Do this: Put all of the data below into a two-column CSV with the columns "text" and "answer". Give one row for each line that begins with "Point to", with that line under "text" and the coordinates that follow it under "answer"; quote every field and replace line breaks with spaces.

Source material:
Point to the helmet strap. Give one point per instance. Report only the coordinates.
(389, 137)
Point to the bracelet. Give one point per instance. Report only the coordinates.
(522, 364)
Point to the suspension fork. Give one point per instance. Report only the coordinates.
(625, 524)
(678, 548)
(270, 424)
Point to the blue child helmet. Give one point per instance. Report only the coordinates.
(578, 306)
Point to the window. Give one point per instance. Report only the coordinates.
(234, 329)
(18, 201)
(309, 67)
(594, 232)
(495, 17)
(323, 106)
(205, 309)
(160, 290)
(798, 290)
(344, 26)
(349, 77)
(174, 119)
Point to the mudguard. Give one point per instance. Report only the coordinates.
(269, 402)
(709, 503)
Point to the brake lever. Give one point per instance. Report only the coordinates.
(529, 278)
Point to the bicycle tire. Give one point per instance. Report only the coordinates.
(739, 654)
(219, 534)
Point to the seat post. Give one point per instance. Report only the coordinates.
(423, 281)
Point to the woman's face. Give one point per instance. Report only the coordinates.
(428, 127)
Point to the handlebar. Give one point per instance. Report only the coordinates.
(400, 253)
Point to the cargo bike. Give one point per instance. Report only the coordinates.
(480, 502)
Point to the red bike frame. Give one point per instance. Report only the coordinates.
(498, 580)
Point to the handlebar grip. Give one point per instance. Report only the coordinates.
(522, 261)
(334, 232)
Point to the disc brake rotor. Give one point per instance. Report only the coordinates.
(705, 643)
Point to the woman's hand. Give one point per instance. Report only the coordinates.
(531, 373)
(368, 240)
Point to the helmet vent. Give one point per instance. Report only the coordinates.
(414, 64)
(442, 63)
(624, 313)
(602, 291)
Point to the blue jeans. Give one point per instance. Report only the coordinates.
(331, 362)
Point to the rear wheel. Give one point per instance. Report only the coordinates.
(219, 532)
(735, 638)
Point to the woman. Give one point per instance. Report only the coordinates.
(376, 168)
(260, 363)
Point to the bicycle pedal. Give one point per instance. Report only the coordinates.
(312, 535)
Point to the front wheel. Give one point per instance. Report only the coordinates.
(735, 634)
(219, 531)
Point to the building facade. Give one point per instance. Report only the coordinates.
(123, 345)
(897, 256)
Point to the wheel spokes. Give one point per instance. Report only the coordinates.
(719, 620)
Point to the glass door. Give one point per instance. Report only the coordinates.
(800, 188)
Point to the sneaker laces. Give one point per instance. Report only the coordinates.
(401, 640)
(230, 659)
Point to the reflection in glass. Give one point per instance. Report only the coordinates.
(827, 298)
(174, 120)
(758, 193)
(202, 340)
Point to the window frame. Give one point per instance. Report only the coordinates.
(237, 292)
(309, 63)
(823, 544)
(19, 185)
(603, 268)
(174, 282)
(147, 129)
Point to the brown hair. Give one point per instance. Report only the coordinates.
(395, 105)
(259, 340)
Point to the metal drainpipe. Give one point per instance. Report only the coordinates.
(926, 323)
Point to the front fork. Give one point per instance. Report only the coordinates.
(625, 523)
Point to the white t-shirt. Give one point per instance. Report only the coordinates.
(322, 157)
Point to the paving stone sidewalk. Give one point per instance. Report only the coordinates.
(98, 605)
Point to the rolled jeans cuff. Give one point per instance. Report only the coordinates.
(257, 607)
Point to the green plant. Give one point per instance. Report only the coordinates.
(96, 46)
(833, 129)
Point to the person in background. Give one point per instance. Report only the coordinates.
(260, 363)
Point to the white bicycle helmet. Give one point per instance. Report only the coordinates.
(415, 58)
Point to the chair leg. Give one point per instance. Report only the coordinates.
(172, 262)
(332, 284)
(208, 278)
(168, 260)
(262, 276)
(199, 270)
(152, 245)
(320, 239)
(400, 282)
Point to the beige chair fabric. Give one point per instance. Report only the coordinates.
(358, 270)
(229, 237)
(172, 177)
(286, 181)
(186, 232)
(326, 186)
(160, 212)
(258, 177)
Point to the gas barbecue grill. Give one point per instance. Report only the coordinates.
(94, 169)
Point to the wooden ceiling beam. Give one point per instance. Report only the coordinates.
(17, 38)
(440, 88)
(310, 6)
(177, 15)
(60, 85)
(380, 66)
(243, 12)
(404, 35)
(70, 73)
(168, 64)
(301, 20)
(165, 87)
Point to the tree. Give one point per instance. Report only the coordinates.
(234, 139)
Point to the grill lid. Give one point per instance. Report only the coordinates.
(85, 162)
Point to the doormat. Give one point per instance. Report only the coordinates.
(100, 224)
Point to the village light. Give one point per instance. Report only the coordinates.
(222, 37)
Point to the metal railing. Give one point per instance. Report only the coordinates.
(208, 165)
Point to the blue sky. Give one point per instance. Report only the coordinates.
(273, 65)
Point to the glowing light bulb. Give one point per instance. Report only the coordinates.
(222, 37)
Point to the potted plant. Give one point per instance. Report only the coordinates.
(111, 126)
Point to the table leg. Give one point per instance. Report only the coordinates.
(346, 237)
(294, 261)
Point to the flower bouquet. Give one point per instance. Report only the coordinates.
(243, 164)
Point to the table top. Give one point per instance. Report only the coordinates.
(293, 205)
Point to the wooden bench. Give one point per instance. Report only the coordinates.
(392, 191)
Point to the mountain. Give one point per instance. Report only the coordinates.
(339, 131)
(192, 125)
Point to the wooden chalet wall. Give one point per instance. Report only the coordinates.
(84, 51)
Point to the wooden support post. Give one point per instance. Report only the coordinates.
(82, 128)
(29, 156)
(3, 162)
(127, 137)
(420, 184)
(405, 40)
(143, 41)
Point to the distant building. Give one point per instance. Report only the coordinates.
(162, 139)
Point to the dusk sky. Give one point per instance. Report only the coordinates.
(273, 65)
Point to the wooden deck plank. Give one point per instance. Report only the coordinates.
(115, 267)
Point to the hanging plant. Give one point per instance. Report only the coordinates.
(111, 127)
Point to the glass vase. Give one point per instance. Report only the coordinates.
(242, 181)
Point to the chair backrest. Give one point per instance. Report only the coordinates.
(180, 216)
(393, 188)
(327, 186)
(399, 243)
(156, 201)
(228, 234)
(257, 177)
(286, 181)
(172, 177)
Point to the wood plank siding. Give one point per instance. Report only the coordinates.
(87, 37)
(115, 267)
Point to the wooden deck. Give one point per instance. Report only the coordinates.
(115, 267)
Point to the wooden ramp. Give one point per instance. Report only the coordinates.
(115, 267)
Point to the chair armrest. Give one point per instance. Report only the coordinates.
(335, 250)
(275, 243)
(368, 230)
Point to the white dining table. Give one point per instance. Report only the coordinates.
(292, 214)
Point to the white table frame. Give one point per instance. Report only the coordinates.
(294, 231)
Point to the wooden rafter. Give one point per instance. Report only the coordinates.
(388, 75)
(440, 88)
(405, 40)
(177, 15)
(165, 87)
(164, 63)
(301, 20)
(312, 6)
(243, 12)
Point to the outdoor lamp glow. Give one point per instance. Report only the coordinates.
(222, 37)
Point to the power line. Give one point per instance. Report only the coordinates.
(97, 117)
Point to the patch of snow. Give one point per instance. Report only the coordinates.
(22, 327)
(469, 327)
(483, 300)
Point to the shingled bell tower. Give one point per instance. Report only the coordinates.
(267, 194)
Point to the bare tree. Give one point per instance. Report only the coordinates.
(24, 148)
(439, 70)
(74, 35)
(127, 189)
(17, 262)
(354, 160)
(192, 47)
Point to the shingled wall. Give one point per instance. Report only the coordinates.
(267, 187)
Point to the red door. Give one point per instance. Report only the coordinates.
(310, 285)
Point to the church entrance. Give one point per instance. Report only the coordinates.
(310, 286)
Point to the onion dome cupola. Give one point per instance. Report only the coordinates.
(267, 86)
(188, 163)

Right answer:
text,answer
"Point to the helmet strap. Give one point per instance. Report only the coordinates.","(389, 137)"
"Point to the bracelet. Give one point per instance. Report only the coordinates.","(522, 364)"
"Point to the suspension fork. Give one point per instance. Report only the coordinates.","(625, 524) (678, 548) (270, 424)"
"Point to the blue child helmet. Give one point per instance. Report only the coordinates.","(578, 306)"
"Point to the window. Give one point per instance. Report only the coordinates.","(234, 329) (18, 201) (309, 67) (594, 232) (495, 17) (323, 106) (205, 309) (160, 290) (798, 290) (344, 26) (349, 77) (174, 119)"
"Point to the mudguard. Give one point per instance. Report only the coordinates.","(269, 402) (709, 503)"
"Point to the brake lever. Give one point per instance. Report only the coordinates.","(529, 278)"
"Point to the bicycle tire. Give one point per instance. Report only the coordinates.","(739, 654) (219, 534)"
"Point to the seat post. Give one point per instance. Report only the coordinates.","(423, 281)"
"Point to the woman's face. Give one point per instance. Report only the coordinates.","(428, 127)"
"Point to the handlebar. Give one point per instance. Report only the coordinates.","(400, 253)"
"Point to the cargo bike. Give one point per instance. Report only the coordinates.","(480, 502)"
"Point to the red bike frame. Give one point per instance. Report only the coordinates.","(498, 580)"
"Point to the handlebar grip. Give one point per instance. Report only the coordinates.","(522, 261) (334, 232)"
"Point to the disc brake rotor. Give one point per instance. Report only the coordinates.","(705, 643)"
"Point to the woman's hand. Give one point per instance. Report only the coordinates.","(531, 373) (368, 240)"
"Point to the helmet vent. Give one point per instance. Report only the coordinates.","(414, 64) (442, 63) (624, 313) (602, 291)"
"Point to the blue jeans. Give one point per instance. Report only the coordinates.","(331, 362)"
"Point to the rear wheel. Give one point per instance. Report only the coordinates.","(219, 532) (735, 638)"
"Point to the woman. Give one point per instance. Report only the coordinates.","(376, 168) (260, 363)"
"Point to the bicycle pedal. Give one point per instance. Report only the coordinates.","(312, 535)"
"Point to the front wheel. Give one point per instance. Report only the coordinates.","(735, 634) (219, 531)"
"Point to the building facade. Give one point per instance. Report only the coordinates.","(123, 345) (897, 256)"
"Point to the wheel spokes. Give one point per instance. Report only the coordinates.","(719, 620)"
"Point to the glass door. Give one point per instance. Report only the coordinates.","(800, 188)"
"Point to the sneaker laces. Give one point per instance. Report only the coordinates.","(401, 640) (230, 659)"
"Point to the reflection in glass. Give one point per instance. Report only the coordinates.","(827, 298) (174, 120) (758, 193) (202, 340)"
"Point to the window frame. Give one point per instance. Report only the coordinates.","(237, 292) (309, 63) (823, 544) (19, 185) (603, 268) (174, 282) (147, 129)"
"Point to the brown hair. Give one point per instance. Report only the coordinates.","(395, 105) (259, 340)"
"Point to the metal drainpipe. Give one point per instance. Report only the coordinates.","(926, 323)"
"Point to the front fork. Give one point per instance. Report only the coordinates.","(625, 523)"
"Point to the white t-shirt. Give one point per instance. Report only the coordinates.","(322, 157)"
"Point to the paving stone sidewalk. Give one point per instance. Report only the coordinates.","(98, 605)"
"Point to the rolled jeans cuff. Give one point per instance. Report only the coordinates.","(257, 607)"
"Point to the green plant. Give one point per instance. Report only the coordinates.","(96, 46) (833, 129)"
"Point to the person in background. Give one point per instance. Report only the coordinates.","(260, 363)"
"Point to the white bicycle helmet. Give one point per instance. Report only the coordinates.","(415, 58)"
"Point to the chair leg. Give one point per instance. Report only the coordinates.","(172, 262) (332, 284) (208, 278) (168, 260) (262, 276) (199, 270) (152, 245) (320, 239) (400, 282)"
"Point to the beige chair fabric. Give one point per instance. Report only the coordinates.","(358, 270) (229, 237) (172, 177) (286, 181) (186, 232) (326, 186) (160, 212) (258, 177)"
"Point to the gas barbecue grill. Give one point per instance. Report only the coordinates.","(94, 169)"
"Point to the wooden ceiling beam. Give one point per instance. Report only the coordinates.","(17, 38) (440, 88) (310, 6) (177, 15) (60, 85) (380, 66) (243, 12) (404, 35) (70, 73) (168, 64) (301, 20) (165, 87)"
"Point to the tree. Give one point per instance. Report only the coordinates.","(234, 139)"
"Point to the grill lid. Give one point per instance. Report only the coordinates.","(85, 162)"
"Point to the doormat. Give one point per instance. Report only the coordinates.","(100, 224)"
"Point to the village light. Give one point per instance. Report only the coordinates.","(222, 37)"
"Point to the metal railing. Give one point per instance. Report only the coordinates.","(208, 165)"
"Point to the blue sky. Give one point per instance. Report only the coordinates.","(273, 65)"
"Point to the glowing light bulb. Give one point per instance. Report only the coordinates.","(222, 37)"
"Point to the potted plant. Give one point per instance. Report only the coordinates.","(111, 126)"
"Point to the table leg. Give one point per instance. Report only the coordinates.","(346, 237) (294, 261)"
"Point to the flower bouquet. Give one point per instance. Report only the coordinates.","(243, 164)"
"Point to the table top. Give one point per instance. Report only the coordinates.","(293, 205)"
"Point to the wooden bench. Give one point per instance. Report only the coordinates.","(392, 191)"
"Point to the mountain. Give one point per instance. Report only the coordinates.","(339, 131) (192, 125)"
"Point to the wooden chalet wall. Give one point per instance. Report only the coordinates.","(84, 51)"
"Point to the wooden support post. Give one point per instance. Report only the coordinates.","(82, 128) (29, 156) (3, 162) (127, 137) (420, 184) (405, 40) (143, 41)"
"Point to the distant building. Give one point per instance. Report only the coordinates.","(162, 139)"
"Point to the dusk sky. Give one point per instance. Report only the coordinates.","(273, 65)"
"Point to the wooden deck plank. Give one point per instance. Report only the coordinates.","(115, 267)"
"Point to the hanging plant. Give one point per instance. Report only the coordinates.","(111, 127)"
"Point to the glass vase. Give one point per instance. Report only the coordinates.","(242, 181)"
"Point to the chair backrest. Give one point per instance. Report only the coordinates.","(180, 216) (393, 188) (327, 186) (399, 243) (156, 201) (228, 234) (257, 177) (286, 181) (172, 177)"
"Point to the wood plank siding. Give one point per instance. Report only the coordinates.","(87, 37) (115, 267)"
"Point to the wooden deck. Give one point per instance. Report only the coordinates.","(115, 267)"
"Point to the wooden ramp. Give one point per instance. Report only the coordinates.","(115, 267)"
"Point to the chair armrest. Give one point per instance. Report only the coordinates.","(335, 250) (275, 243) (368, 230)"
"Point to the white dining table. Give one point per instance. Report only the coordinates.","(292, 214)"
"Point to the white table frame. Give one point per instance. Report only the coordinates.","(294, 231)"
"Point to the wooden rafter. Give one point per instance. Report only the coordinates.","(388, 75) (440, 88) (405, 40) (177, 15) (165, 87) (164, 63) (301, 20) (312, 6) (243, 12)"
"Point to the outdoor lamp glow. Give one point per instance. Report only the coordinates.","(222, 37)"
"Point to the power line. Give one point per instance. Report only the coordinates.","(97, 117)"
"Point to the patch of snow. Give one point per instance. Report only the coordinates.","(22, 327) (469, 327) (483, 300)"
"Point to the shingled bell tower. Give one point per instance. Report only the coordinates.","(267, 194)"
"Point to the bare tree. Give one point per instance. Report only the coordinates.","(24, 148) (439, 70) (74, 35) (127, 189) (17, 262) (354, 160) (192, 47)"
"Point to the shingled wall. Give one point per instance. Report only the coordinates.","(267, 187)"
"Point to the red door. Give one point per instance. Report only the coordinates.","(310, 285)"
"Point to the church entrance. Give one point per instance. Report only the coordinates.","(310, 286)"
"Point to the onion dome cupola. Give one point per instance. Report only the coordinates.","(267, 86) (188, 163)"